*Passage provided:*
-- Opening Marker --
I’d call Moran’s dinner menu more international than Southern; it also shows signs of his Asian heritage via his mother, who was born in Korea. The seven entrees range in price from $17 (for a hefty Kentucky Black Hawk Farms beef burger) to $37 (for a Kentucky Proud rib eye steak). A half-dozen appetizers and three salads are priced from $10 (for a Caesar salad) to $17 (for a pan-seared scallop app).
I chose a Hemingway cocktail ($10) from the well-stocked bar and enjoyed its easy-drinking blend of Pilar blond and dark rums, sugar, lime juice, and carbonated grapefruit juice. (As SOU’s current “drink for a cause” cocktail, $1 from each Hemingway sold goes to the Cystic Fibrosis Foundation.)
We enjoyed a good Sunday evening meal with nary a miss. A crispy brussels sprouts appetizer ($11) got us off to an impressive start. Yes, I used “brussels sprouts” and “impressive” in the same sentence, which says something about Chef Moran’s work.
-- Closing Marker --
*Dataset records:*
-- Opening Marker --
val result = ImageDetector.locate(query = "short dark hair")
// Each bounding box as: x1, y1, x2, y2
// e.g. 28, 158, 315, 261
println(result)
-- Closing Marker --
-- Opening Marker --
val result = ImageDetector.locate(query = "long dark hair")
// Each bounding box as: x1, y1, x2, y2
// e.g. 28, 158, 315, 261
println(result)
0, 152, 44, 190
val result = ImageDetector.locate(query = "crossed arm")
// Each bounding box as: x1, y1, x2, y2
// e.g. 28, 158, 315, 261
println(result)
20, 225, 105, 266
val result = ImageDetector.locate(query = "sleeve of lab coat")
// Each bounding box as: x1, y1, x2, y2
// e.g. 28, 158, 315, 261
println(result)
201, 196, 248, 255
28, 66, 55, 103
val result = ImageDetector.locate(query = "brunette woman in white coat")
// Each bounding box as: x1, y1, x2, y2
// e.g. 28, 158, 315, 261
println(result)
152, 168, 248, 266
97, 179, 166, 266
-- Closing Marker --
-- Opening Marker --
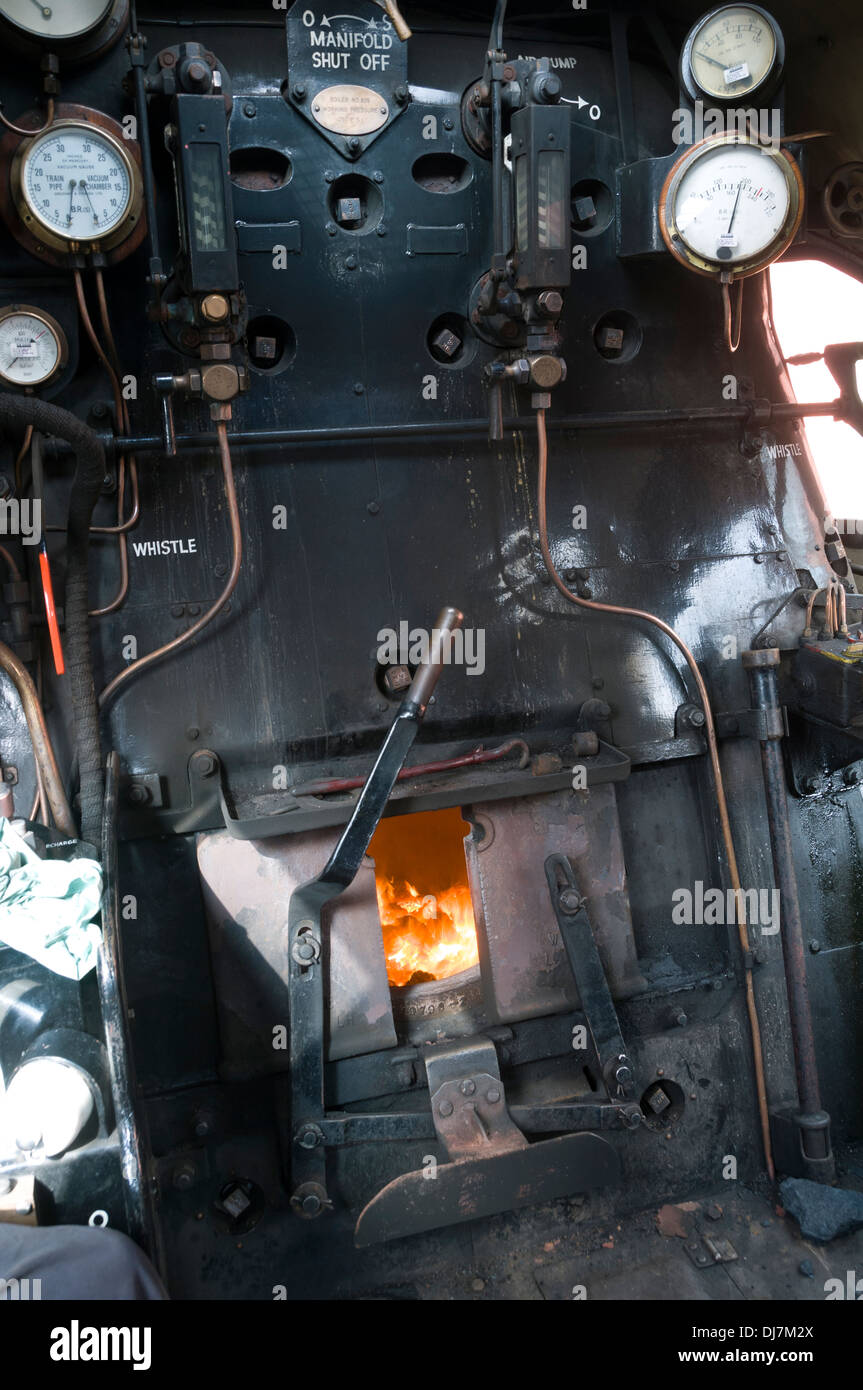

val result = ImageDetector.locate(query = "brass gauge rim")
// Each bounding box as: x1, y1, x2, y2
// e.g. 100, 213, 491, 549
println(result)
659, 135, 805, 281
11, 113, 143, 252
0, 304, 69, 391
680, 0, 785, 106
-- Closing Marker --
*Work instructions:*
1 > In the restaurant review, rewrite the passage from "I chose a Hemingway" to "Chef Moran’s work.", substituting "Saturday" for "Sunday".
2 > Resume the restaurant review from its last sentence.

*Responses to the exercise:*
1 >
I chose a Hemingway cocktail ($10) from the well-stocked bar and enjoyed its easy-drinking blend of Pilar blond and dark rums, sugar, lime juice, and carbonated grapefruit juice. (As SOU’s current “drink for a cause” cocktail, $1 from each Hemingway sold goes to the Cystic Fibrosis Foundation.)
We enjoyed a good Saturday evening meal with nary a miss. A crispy brussels sprouts appetizer ($11) got us off to an impressive start. Yes, I used “brussels sprouts” and “impressive” in the same sentence, which says something about Chef Moran’s work.

2 >
A ration of tender sprouts was dressed in a tangy black garlic nori seaweed vinaigrette, plated on smoky charred-herb aioli, and topped with puffed togarishi, Japanese hot-and-spicy grains. A wacky combination? Maybe. But it worked, and that is the secret to Moran’s success.
SOU’s caesar salad ($10) mustered fresh, dry pieces of romaine (locally grown, so no worries), lightly coated with lemony dressing, topped with long Parmigiano shreds, and finished with a crunchy anchovy-scented mix of toasted shallots, a sort of deconstructed crouton.
Grilled cauliflower ($21), the only vegetarian entree, takes another underestimated vehicle and supercharges it. One-fourth of a head of fresh cauliflower was grilled to the cusp of crisp and tender with charred edges, then served with grilled zucchini and fiery red Fresno pepper slices on a bed of kale tossed with sorghum berry hash (I am not kidding about this). It’s plated with a strip of silken orange hazelnut romesco sauce and a dab of hazelnut dukkah, an Egyptian condiment of ground nuts and spices. It’s another strange blend, and it is good.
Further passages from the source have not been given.